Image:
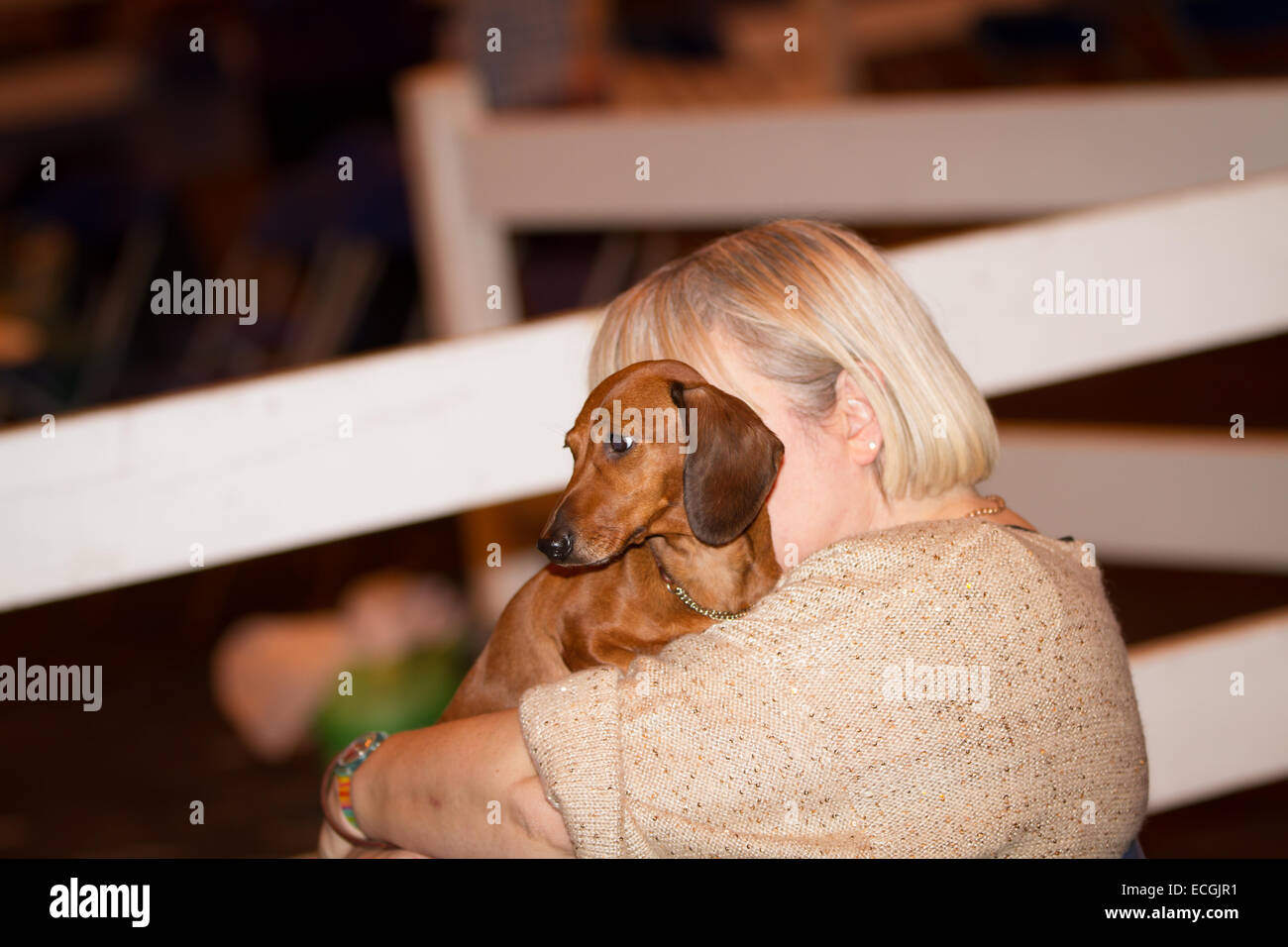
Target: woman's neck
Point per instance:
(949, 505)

...

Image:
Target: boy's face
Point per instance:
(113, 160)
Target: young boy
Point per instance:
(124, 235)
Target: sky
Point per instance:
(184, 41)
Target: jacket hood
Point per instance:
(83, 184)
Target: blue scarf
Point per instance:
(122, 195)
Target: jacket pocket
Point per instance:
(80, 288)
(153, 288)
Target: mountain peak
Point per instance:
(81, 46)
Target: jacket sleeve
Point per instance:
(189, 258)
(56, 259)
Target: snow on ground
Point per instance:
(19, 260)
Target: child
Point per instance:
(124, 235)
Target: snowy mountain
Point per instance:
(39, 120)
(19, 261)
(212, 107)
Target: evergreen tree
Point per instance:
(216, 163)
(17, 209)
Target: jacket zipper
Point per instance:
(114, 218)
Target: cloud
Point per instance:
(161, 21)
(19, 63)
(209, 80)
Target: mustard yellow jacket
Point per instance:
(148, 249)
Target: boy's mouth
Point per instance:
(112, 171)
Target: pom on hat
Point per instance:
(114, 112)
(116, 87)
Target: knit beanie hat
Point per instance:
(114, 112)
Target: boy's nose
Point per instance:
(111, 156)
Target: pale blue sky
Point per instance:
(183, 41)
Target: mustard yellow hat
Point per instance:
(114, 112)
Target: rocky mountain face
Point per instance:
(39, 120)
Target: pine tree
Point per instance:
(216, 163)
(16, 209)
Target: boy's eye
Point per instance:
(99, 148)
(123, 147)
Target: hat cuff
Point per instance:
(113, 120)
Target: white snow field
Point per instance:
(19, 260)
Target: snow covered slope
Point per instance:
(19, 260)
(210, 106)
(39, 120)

EXERCISE DETAILS:
In the entries above, restate word for word the lines between the one holding "Target: boy's nose" and the one holding "Target: boy's eye", inclusive, and nothing besides.

RESPONSE TO THE TASK:
Target: boy's nose
Point per instance:
(111, 156)
Target: pale blue sky
Point per instance:
(183, 41)
Target: mustard yellow hat
Point per instance:
(114, 112)
Target: rocky mountain face
Point per instance:
(39, 120)
Target: pine tree
Point per instance:
(216, 163)
(16, 209)
Target: boy's eye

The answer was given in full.